SHORT PROBLEM - Copy every record below exactly.

= = = =

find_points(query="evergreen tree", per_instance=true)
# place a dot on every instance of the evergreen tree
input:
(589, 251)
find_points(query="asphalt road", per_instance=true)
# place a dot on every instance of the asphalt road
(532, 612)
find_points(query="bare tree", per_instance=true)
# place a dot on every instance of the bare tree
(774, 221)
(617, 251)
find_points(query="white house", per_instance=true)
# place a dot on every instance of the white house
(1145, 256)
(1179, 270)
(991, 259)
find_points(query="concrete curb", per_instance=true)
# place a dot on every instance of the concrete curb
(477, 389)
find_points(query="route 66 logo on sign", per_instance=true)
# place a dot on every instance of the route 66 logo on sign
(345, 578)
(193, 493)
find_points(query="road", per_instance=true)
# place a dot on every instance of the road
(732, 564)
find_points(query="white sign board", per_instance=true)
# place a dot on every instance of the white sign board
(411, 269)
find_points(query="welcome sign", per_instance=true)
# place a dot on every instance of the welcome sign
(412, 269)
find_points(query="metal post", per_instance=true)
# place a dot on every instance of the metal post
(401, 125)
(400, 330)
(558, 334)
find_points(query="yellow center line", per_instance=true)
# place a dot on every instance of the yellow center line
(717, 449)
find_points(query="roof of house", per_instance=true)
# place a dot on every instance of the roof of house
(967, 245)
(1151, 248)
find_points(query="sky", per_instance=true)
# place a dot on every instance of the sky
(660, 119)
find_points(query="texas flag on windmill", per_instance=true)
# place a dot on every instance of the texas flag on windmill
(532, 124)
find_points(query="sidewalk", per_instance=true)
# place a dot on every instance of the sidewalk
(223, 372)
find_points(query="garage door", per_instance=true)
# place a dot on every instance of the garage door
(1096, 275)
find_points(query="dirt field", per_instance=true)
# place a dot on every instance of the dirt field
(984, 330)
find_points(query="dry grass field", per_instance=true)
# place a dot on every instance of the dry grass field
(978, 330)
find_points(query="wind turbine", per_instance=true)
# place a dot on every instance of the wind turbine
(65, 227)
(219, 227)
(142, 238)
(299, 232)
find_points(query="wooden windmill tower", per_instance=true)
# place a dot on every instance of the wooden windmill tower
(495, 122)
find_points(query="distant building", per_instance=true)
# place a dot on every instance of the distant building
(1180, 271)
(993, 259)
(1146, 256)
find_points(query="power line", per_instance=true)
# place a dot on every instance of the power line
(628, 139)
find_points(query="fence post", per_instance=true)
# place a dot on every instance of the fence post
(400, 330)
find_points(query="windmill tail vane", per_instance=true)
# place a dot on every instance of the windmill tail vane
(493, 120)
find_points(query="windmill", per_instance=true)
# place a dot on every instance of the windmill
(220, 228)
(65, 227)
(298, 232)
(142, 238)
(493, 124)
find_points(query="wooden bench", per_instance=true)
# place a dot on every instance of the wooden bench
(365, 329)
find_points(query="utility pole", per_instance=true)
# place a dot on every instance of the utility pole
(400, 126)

= = = =

EXERCISE RESPONSE -
find_points(query="evergreen tree", per_instance=true)
# place a dot on every instance of the evergreen tree
input:
(589, 251)
find_points(query="asphalt road", per_instance=true)
# place a dot on every instance of the asphalt road
(532, 612)
find_points(query="bare tree", per_instance=true)
# place a dot on every instance of the bare tree
(774, 221)
(617, 251)
find_points(query="white house", per_instance=true)
# place a dot on every instance of the white house
(1145, 256)
(1179, 270)
(991, 259)
find_points(query="concrete curb", per_instance=true)
# place a dot on every instance of the concrete curb
(477, 389)
find_points(query="route 66 logo on sign", per_instance=true)
# place a dot on every instance of the route 66 logo on sign
(345, 578)
(193, 493)
find_points(query="road", per_instance=true)
# place a dot on every instance of the road
(732, 564)
find_points(query="white sign board", per_instance=true)
# place a dot on every instance of the white sign board
(411, 269)
find_points(query="welcome sign", per_instance=true)
# place a dot on every instance of the welcome sign
(412, 269)
find_points(query="metal post", per_instance=true)
# place a dot on every instance of the metal post
(401, 125)
(400, 330)
(558, 334)
find_points(query="yellow center line", per_instance=true)
# place a dot on every instance of the yellow center line
(717, 449)
find_points(query="roof of house", per_instance=true)
# place a dot on every instance of the roof of house
(967, 245)
(1151, 248)
find_points(query="sky", per_instance=true)
# place a dot on every instance of the sky
(660, 119)
find_points(query="texas flag on windmill", per_instance=true)
# place a dot on every instance of the texas flag on windmill
(532, 124)
find_points(query="sidewalk", per_instance=true)
# place a dot on every instance of the sidewalk
(223, 372)
find_points(query="garage door", per_instance=true)
# place a dot on every instance of the garage door
(1096, 275)
find_points(query="dirt field", per_instance=true)
# place a dot on every instance of the dirt field
(984, 330)
find_points(query="dry grass field", per_instance=true)
# place a dot on every instance of the dry grass field
(978, 330)
find_points(query="wind turbine", per_instance=true)
# place a dot on every instance of the wind turbine
(65, 227)
(219, 227)
(142, 238)
(299, 232)
find_points(query="wooden windmill tower", per_instance=true)
# place a dot on every instance of the wooden windmill tower
(495, 122)
find_points(query="distant building", per_instance=true)
# place a dot on every instance of the distant building
(1180, 271)
(993, 259)
(1146, 256)
find_points(query="power line", per_instance=true)
# place a dot on every instance of the power line
(628, 139)
find_points(query="fence post", per_instance=true)
# place a dot on every instance of the fence post
(400, 330)
find_points(query="windmill tail vane", per_instance=true)
# place a dot on every instance of the windmill tail vane
(493, 120)
find_points(query="windmill", per_instance=true)
# place a dot on every instance of the windmill
(220, 228)
(65, 227)
(298, 232)
(142, 238)
(493, 124)
find_points(query="wooden bench", per_instance=true)
# place a dot on every instance of the wooden bench
(365, 329)
find_points(query="utility pole", per_instance=true)
# place a dot on every instance of the utility pole
(400, 126)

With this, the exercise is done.